What to produce: Copy the lines of the listing below verbatim, beginning with the line that contains "Is there any antenna" and ending with the line that contains "Is there any building", both included.

Task input:

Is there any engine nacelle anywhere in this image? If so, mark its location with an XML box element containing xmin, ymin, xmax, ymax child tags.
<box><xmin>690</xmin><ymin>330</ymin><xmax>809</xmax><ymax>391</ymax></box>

==

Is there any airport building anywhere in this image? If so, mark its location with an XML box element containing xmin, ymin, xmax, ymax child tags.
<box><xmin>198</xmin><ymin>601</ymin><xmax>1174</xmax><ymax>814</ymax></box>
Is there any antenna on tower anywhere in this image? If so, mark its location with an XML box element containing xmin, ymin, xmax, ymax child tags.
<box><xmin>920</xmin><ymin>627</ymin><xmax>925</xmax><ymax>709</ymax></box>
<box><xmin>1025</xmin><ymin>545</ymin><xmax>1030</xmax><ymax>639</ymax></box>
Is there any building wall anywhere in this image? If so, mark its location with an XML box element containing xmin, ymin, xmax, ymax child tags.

Expected answer:
Is there any antenna on tower anywhere in this image? If so, mark its location with an XML box element containing xmin, ymin, xmax, ymax child tags.
<box><xmin>920</xmin><ymin>627</ymin><xmax>925</xmax><ymax>709</ymax></box>
<box><xmin>1025</xmin><ymin>545</ymin><xmax>1030</xmax><ymax>639</ymax></box>
Is there any building wall anywhere in this image? If so, mark its location with an XML box element containing xmin, ymin, xmax, ymax child tags.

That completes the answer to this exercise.